## PROBLEM TO WORK ON
Your reply should hold only the lines from the one containing "Locate every instance of the glass" to the final line of the listing below, restated word for word.

## GIVEN INFORMATION

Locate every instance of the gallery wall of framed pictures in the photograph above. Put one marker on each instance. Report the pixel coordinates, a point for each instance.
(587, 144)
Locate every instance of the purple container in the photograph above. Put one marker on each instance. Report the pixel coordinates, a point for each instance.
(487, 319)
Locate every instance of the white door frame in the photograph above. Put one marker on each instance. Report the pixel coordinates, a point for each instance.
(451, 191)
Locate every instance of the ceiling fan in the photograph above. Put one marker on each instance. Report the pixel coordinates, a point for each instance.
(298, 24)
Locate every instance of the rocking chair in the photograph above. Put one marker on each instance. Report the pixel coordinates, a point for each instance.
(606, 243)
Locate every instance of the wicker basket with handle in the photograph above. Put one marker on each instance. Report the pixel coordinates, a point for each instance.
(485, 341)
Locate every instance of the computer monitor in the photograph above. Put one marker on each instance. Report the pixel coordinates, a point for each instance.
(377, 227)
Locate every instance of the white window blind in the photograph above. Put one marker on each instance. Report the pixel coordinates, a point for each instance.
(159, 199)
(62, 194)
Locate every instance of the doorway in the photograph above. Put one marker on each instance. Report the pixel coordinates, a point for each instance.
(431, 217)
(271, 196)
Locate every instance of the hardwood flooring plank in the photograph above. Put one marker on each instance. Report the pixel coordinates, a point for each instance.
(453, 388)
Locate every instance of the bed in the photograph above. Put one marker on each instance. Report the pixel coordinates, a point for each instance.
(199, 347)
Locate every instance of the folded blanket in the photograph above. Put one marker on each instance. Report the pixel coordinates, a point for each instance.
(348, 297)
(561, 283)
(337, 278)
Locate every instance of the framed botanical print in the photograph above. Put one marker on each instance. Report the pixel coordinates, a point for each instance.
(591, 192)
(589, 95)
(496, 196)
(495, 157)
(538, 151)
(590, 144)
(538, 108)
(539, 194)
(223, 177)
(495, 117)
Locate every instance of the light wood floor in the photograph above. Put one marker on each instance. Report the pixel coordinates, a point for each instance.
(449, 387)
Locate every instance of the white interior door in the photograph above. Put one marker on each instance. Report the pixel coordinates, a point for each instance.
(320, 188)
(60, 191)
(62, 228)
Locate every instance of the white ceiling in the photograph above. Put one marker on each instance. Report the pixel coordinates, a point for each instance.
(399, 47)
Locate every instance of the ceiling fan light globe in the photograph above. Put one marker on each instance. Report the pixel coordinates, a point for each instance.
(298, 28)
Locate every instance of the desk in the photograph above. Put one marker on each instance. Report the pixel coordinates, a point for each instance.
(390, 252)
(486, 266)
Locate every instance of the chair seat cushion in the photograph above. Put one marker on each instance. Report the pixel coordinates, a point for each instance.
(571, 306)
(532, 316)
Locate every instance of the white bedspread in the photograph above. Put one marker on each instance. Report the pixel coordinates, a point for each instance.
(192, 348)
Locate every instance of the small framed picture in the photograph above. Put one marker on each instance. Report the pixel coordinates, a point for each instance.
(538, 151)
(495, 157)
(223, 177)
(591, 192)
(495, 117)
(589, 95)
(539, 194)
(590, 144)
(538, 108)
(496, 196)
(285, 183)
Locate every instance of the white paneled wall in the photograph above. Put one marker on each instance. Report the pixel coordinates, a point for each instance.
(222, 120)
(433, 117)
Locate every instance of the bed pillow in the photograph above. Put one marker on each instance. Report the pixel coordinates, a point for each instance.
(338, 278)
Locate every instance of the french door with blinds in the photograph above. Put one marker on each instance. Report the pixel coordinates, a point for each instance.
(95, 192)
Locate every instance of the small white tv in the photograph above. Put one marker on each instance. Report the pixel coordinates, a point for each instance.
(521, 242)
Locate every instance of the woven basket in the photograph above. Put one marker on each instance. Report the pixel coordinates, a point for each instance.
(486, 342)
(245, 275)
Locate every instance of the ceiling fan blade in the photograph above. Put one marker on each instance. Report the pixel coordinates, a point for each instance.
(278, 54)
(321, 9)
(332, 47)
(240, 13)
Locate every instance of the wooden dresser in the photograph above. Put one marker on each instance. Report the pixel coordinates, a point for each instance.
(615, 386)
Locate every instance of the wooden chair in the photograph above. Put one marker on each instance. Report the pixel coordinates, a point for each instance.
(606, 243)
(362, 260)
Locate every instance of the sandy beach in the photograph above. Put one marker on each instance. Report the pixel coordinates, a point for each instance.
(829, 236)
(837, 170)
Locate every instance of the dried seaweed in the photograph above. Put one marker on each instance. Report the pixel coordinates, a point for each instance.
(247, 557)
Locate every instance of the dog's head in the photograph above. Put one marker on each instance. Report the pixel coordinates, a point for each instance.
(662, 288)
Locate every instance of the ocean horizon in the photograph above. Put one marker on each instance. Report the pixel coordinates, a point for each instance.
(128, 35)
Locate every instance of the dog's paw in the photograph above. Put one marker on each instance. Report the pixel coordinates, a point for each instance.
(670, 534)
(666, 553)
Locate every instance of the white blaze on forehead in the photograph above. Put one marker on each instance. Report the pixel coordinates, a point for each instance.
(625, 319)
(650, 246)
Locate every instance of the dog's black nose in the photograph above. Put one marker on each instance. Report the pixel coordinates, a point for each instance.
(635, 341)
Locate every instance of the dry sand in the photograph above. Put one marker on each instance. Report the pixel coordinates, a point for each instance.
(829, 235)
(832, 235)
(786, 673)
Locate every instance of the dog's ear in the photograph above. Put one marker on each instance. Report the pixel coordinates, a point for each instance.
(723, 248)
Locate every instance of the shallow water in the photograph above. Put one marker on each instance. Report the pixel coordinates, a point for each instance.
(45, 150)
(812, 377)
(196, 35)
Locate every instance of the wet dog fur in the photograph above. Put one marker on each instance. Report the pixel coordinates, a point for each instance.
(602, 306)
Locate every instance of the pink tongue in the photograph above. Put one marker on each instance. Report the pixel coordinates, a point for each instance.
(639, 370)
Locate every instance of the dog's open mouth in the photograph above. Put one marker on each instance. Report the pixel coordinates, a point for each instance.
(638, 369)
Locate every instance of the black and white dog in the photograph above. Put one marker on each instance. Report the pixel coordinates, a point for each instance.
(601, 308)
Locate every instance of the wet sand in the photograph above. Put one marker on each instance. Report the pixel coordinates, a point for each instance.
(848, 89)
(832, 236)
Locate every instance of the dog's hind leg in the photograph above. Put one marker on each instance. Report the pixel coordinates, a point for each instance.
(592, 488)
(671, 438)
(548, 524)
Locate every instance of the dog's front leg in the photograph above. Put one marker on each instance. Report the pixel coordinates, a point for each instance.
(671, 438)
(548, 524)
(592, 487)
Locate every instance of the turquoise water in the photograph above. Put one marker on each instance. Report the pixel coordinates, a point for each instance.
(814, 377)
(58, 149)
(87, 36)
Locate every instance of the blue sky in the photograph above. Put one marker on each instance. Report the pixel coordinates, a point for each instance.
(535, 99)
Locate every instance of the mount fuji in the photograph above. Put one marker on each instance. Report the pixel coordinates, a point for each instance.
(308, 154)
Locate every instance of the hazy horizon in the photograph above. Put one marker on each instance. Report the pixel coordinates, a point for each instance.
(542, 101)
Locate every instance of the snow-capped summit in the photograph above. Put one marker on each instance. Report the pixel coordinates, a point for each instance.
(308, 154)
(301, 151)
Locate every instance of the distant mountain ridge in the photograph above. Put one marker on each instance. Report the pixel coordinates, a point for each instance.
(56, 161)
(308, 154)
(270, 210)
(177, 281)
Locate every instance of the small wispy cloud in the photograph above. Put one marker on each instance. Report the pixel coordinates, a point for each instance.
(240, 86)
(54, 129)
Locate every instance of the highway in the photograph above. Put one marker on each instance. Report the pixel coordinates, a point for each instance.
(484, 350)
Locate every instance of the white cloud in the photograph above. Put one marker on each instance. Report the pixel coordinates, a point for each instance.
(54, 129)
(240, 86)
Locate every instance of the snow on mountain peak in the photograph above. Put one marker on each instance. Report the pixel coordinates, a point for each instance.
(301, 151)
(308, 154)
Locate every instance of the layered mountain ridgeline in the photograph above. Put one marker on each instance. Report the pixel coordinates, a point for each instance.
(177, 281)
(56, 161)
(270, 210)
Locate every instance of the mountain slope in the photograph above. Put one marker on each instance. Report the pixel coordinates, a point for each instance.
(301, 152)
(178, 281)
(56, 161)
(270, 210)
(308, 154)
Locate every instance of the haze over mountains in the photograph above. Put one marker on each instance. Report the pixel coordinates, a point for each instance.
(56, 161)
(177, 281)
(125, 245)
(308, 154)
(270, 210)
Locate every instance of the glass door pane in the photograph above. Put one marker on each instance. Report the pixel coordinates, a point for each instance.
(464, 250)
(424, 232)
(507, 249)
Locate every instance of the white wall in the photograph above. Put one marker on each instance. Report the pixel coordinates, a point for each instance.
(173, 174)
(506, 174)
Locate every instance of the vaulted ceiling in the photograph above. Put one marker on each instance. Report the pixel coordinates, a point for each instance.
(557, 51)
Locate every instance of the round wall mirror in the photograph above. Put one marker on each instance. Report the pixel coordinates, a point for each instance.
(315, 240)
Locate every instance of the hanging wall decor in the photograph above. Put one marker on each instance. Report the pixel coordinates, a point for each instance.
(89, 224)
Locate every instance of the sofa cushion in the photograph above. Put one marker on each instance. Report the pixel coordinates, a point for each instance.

## ANSWER BOX
Locate every instance of the glass door pane in the photograph above. Put one marker on each instance. Report the pixel coordinates, a point for each instance.
(464, 250)
(424, 232)
(507, 249)
Locate every instance of the white wall in the photograph above. Put one marker on each instance. Report the pixel coordinates, a point for each instance.
(173, 174)
(506, 174)
Locate every instance of the vaulted ceiling in the photograph above. Put one marker on each instance. Report the pixel coordinates, a point for each instance.
(557, 51)
Locate every instance of the round wall mirror in the photograph above. Put one marker on each instance. Report the pixel coordinates, a point for each instance.
(315, 240)
Locate every instance of the hanging wall decor in the photograph above. Put one marker on each instance. Report the pixel coordinates, a point for each instance.
(89, 224)
Locate every instance of the sofa cushion in the photograph above. Put one marker on each instance. Report the pixel coordinates, a point for each instance.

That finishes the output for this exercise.